* BEGIN *

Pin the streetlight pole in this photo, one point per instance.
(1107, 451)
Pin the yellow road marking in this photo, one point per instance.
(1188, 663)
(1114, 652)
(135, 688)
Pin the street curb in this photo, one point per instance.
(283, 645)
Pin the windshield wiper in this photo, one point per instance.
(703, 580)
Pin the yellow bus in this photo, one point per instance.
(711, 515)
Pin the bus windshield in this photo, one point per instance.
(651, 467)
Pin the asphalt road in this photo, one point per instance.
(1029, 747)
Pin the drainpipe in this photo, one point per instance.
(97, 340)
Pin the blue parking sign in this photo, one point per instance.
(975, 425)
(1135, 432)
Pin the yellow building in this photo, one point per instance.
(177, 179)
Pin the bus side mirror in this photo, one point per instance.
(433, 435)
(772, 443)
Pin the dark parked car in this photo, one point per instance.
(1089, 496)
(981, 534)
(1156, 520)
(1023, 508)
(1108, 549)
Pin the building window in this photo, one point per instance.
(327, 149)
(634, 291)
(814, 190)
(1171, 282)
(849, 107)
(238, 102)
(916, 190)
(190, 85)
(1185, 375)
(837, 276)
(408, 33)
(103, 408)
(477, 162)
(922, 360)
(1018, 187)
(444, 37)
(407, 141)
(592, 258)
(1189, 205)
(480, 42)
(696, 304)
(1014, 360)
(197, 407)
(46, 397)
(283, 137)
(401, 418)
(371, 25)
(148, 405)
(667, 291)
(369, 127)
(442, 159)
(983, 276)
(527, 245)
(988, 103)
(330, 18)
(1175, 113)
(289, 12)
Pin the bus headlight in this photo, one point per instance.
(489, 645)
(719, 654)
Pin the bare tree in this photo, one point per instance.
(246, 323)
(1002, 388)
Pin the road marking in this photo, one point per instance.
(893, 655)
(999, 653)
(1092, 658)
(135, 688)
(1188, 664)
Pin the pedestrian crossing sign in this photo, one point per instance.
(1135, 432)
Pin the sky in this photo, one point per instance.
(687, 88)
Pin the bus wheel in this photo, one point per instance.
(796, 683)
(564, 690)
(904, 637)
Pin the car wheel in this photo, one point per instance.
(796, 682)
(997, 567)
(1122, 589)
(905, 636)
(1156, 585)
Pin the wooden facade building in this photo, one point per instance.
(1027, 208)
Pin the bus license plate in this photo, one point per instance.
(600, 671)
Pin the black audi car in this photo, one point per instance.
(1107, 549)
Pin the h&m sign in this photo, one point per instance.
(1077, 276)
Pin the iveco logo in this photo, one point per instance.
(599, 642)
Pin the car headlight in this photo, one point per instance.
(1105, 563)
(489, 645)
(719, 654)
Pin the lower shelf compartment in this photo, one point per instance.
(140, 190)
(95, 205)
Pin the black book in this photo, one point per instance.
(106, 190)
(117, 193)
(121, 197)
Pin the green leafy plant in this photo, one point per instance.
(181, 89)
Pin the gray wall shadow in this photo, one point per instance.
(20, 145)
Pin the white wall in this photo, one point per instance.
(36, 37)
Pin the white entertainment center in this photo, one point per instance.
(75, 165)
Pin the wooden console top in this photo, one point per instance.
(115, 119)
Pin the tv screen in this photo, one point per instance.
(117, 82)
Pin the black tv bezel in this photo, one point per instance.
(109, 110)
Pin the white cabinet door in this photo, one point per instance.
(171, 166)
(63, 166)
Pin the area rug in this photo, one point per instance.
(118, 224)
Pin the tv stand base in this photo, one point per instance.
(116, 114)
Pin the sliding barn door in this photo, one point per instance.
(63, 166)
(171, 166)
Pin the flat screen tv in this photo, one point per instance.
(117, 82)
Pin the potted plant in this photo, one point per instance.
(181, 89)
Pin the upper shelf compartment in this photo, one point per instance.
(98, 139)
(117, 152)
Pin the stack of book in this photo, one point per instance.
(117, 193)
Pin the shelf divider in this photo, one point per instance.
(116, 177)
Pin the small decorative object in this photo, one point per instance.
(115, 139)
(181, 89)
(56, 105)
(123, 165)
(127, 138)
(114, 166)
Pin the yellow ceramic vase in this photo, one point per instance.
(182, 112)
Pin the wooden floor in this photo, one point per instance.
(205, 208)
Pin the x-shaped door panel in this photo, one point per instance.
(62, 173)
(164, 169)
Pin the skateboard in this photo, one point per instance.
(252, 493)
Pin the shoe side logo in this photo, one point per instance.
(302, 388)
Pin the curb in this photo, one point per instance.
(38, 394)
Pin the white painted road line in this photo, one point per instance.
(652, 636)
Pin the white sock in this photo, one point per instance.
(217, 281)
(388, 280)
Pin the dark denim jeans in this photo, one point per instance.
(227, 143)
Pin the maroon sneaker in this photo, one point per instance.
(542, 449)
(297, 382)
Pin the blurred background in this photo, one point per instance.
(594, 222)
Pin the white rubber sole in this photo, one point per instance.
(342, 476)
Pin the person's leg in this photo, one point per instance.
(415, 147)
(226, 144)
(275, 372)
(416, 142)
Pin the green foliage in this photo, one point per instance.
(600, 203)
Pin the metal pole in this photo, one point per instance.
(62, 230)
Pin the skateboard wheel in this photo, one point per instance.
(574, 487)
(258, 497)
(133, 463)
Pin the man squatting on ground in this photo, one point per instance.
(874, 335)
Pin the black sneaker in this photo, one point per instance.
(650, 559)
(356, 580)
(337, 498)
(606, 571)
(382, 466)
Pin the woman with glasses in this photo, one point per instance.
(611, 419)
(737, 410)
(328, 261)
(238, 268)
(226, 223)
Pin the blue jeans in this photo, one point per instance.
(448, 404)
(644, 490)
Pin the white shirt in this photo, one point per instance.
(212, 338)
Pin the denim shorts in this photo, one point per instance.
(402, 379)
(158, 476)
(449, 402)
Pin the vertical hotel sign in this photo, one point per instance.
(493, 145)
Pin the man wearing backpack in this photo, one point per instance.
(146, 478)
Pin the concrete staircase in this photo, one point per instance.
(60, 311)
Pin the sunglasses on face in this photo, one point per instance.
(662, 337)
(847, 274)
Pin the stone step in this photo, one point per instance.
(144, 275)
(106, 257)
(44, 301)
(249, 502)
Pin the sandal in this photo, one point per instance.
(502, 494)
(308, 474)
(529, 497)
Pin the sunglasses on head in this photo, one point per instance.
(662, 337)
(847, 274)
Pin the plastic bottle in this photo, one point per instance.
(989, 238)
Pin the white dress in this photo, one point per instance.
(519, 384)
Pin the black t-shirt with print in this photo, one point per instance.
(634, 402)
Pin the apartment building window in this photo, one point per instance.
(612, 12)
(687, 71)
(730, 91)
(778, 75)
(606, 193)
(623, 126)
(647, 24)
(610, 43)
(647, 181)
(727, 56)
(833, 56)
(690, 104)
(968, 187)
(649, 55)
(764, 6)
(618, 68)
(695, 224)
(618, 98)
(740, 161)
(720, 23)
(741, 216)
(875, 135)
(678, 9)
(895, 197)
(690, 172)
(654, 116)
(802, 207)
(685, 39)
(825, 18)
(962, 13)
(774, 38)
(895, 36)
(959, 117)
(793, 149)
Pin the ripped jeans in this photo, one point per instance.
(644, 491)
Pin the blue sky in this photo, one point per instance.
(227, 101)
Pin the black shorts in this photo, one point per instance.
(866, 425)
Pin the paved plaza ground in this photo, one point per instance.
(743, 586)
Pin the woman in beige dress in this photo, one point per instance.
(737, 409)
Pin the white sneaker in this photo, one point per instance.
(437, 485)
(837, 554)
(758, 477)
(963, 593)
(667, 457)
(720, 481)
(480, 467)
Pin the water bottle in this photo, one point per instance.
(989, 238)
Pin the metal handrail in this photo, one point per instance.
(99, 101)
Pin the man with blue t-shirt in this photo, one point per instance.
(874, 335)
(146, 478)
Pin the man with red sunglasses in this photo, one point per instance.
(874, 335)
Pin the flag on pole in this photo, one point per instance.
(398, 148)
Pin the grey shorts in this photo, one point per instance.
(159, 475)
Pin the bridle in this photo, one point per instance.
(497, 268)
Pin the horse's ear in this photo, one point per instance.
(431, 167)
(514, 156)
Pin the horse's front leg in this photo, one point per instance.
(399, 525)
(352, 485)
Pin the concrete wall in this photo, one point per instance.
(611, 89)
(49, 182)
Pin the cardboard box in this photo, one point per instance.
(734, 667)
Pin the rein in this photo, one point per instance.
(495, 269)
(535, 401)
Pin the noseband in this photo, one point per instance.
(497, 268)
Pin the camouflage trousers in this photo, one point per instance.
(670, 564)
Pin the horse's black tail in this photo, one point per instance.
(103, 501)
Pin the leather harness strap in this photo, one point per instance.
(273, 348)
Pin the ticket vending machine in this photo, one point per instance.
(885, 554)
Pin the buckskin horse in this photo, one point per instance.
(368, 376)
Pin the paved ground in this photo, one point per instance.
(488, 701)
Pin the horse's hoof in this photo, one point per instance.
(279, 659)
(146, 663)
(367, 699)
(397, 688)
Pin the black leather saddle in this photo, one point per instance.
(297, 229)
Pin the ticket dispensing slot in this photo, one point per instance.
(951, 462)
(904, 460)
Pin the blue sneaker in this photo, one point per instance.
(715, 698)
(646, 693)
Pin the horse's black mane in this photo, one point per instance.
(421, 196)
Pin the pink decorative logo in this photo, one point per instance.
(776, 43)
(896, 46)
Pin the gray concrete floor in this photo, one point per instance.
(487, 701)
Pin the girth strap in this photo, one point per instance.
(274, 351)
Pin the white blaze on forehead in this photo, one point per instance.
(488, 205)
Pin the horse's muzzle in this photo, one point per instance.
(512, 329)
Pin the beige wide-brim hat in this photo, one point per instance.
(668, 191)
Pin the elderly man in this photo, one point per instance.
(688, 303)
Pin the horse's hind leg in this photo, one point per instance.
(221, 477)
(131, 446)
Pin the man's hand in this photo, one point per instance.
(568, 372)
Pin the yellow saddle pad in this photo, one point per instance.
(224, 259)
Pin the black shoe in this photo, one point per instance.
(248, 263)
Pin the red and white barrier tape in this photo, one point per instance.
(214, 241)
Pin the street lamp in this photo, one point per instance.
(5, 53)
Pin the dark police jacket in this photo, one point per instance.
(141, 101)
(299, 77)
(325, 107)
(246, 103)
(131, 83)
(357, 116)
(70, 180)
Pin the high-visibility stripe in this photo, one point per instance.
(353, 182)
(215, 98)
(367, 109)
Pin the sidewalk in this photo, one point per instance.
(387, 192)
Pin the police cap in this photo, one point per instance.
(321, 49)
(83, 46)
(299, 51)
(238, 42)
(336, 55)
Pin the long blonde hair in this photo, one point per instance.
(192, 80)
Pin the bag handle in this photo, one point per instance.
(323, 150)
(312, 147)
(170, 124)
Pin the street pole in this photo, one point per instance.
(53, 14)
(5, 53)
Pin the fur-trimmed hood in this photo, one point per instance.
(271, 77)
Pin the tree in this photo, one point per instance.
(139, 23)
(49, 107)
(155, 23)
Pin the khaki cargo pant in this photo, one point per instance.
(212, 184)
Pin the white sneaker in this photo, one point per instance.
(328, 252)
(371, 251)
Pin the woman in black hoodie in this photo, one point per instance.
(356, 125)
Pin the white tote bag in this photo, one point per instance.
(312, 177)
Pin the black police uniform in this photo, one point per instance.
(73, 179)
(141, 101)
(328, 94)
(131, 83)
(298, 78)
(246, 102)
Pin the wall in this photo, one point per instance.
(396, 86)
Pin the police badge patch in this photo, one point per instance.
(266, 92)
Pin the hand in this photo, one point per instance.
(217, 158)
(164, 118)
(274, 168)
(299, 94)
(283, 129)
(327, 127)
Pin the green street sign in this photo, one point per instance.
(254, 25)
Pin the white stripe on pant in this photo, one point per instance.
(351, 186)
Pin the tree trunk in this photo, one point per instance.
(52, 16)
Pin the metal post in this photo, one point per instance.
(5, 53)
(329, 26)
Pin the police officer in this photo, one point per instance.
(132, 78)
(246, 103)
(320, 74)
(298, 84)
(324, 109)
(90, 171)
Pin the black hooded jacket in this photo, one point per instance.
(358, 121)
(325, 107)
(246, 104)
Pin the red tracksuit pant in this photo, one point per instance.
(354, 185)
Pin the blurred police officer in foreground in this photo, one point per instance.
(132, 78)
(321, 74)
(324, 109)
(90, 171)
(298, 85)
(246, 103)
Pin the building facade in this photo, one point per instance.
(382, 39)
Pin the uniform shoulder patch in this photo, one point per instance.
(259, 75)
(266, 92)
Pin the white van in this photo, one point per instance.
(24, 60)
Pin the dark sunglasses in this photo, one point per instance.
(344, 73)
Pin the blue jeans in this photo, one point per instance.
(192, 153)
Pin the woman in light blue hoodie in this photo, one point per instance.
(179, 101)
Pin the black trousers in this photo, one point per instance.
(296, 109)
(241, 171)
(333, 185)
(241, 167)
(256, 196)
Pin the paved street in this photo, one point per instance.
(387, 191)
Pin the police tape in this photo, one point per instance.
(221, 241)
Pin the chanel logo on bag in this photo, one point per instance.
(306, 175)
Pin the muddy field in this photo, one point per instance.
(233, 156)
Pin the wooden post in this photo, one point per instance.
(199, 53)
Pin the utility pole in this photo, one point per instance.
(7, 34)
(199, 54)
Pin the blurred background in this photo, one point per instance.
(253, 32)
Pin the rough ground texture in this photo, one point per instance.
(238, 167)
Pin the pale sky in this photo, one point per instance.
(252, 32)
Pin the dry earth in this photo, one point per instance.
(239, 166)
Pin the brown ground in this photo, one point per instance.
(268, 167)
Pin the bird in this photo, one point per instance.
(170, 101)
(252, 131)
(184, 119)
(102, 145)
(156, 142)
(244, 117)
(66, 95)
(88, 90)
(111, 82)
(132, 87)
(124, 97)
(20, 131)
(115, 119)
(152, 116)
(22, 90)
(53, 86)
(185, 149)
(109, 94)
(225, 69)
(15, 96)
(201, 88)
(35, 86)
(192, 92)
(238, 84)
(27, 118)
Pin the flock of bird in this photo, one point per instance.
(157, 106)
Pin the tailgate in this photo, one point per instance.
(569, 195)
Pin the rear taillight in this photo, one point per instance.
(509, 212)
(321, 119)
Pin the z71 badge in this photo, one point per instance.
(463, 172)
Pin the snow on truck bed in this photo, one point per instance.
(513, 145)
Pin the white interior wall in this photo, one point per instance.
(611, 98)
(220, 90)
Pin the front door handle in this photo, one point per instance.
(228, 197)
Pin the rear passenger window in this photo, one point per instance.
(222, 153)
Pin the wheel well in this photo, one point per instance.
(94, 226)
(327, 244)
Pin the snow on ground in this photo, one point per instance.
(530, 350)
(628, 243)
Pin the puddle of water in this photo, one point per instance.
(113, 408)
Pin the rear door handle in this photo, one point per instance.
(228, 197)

* END *

Turn the stretch of lines above, from the first line through the line containing "(1029, 747)", into a numbered list. Include both end lines and leave out any blank lines.

1. Pin the streetlight pole in this photo, one point per instance.
2. (1107, 451)
3. Pin the yellow road marking in this photo, one point per instance.
4. (1188, 663)
5. (1114, 652)
6. (135, 688)
7. Pin the street curb in this photo, one point per instance.
8. (283, 645)
9. Pin the windshield wiper in this photo, one point per instance.
10. (703, 580)
11. Pin the yellow bus in this photo, one point per instance.
12. (711, 515)
13. Pin the bus windshield in this photo, one point per instance.
14. (651, 467)
15. Pin the asphalt road in this photo, one point per instance.
16. (1029, 747)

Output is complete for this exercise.